(begin)

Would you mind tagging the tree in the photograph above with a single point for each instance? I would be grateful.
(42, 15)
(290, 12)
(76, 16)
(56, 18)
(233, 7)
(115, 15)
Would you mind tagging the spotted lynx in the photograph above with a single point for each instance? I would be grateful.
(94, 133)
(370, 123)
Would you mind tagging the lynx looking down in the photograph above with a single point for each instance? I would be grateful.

(end)

• Required task: Can you format every line of the entries above as a numbered list, leaving out any blank lines?

• Answer to the problem:
1. Would you mind tagging the tree in the photograph above with a single point for each instance? I would be grateful.
2. (42, 15)
3. (290, 12)
4. (76, 16)
5. (56, 18)
6. (233, 7)
7. (115, 15)
8. Would you mind tagging the spotted lynx in the photograph above with a single point for each instance? I would be grateful.
9. (94, 133)
10. (370, 123)
11. Would you mind tagging the lynx looking down in the photograph above with a single point for each instance? I would be grateful.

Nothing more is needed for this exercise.